[Brief] Carry on the forum thread about deleting an exhaust resonator, starting right after the quoted post at its end.

[Given passage]
______

# Exhaust Resonator Delete



## Cruzer_1 (Dec 17, 2011)

Question..... Has anyone strait piped the resonator and either left the stock muffler or put something on thats not too loud like a magnaflow? I replaced the stock muffler with a magnaflow and it sounds nicer, but its not quite what I was looking for. Has anyone strait piped the resonator? If so is it super loud? Im not looking for a stupid civic sound-a-like. If deleting the resonator is going to make it sound like a rocket ship, can anyone suggest a good resonator replacement to give me ncie sound but not be outrageous.... 

Cheers


----------



## Cruzer_1 (Dec 17, 2011)

btw i have the 1.4


----------



## limited360 (May 6, 2011)

Delete muffler.... Keep resonator.


----------



## boats4life (May 28, 2011)

I did for a little while, but trust me, you don't want to do that. It sounded ridiculous and it was obnoxious... I would suggest a higher flow resonator, but not a delete...


----------



## Cruzer_1 (Dec 17, 2011)

do magnaflow or flowmaster make higher flow resonators? is it true that a resonator just changes the pitch and not the volume?


----------



## iCruze2 (Dec 16, 2011)

boats4life said:


> I did for a little while, but trust me, you don't want to do that. It sounded ridiculous and it was obnoxious... I would suggest a higher flow resonator, but not a delete...

______

[Data extract]
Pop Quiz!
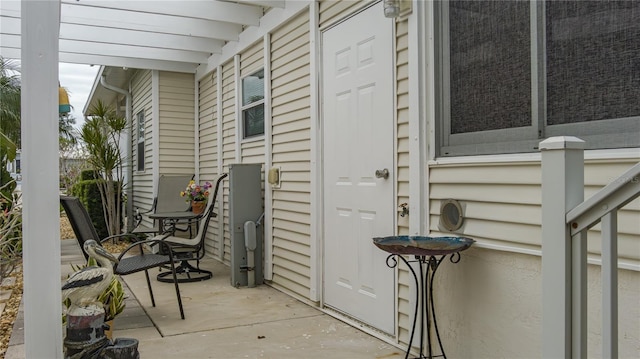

______

[Right answer]
What boats said. I'm about to order a high flow resonator because its too loud with my setup.


----------



## Cruzer_1 (Dec 17, 2011)

ive been looking online for them but cant find them..... are they just a muffler? or would i actually be searching for a resonator?


----------



## boats4life (May 28, 2011)

It will affect the volume, but check out my vids for audio.

Cruze 1.4T with ZZP mid and down Flowmaster 80 Series and no res. - YouTube

2011 Chevy Cruze with custom exhaust - YouTube


----------



## H3LLON3ARTH (Dec 16, 2011)

I left my cat but did a custom resonator delete and added high output muffler. Sounds awsome

h3llion


----------



## Cruzer_1 (Dec 17, 2011)

thats an awesome sound!!!! thats it!!!


----------



## Cruzer_1 (Dec 17, 2011)

its a holden.... but same car. this sounds really good

XFORCE Holden Cruze Performance Exhaust - YouTube


----------



## boats4life (May 28, 2011)

It's not too bad, but it kinda sounds like a honda... Do you plan on going catless?


----------



## limited360 (May 6, 2011)

I'm loving my side exit off the stock resonator.


----------



## Cruzer_1 (Dec 17, 2011)

prob gonna retain the cats... but i donno, we have emissions testing in ontario but it doesnt start until the car is 4 years old


----------



## MafiaLTZ11 (May 29, 2011)

Resonator delete with flowmaster 80 series. Loud but not obnoxious like a honda.:th_coolio:


----------



## boats4life (May 28, 2011)

MafiaLTZ11 said:


> Resonator delete with flowmaster 80 series. Loud but not obnoxious like a honda.:th_coolio:


That's exactly what I had, and I liked the volume, just not the tone. I threw a Vibrant Performance resonator from ISM on it, now it's perfect.


----------



## Mr.Jones (Dec 13, 2011)

limited360 said:


> Delete muffler.... Keep resonator.


^ What he said.


----------



## Cruzer_1 (Dec 17, 2011)

i have looked at the magnaflow cat back systems avail...... it appears its basically just a resonator delete with a magnaflow muffler and new pipping......... if a resonator delete works for the cat back systems, wouldnt i get a "similar" sound with my magnaflow muffler i already have when i delete the resonator.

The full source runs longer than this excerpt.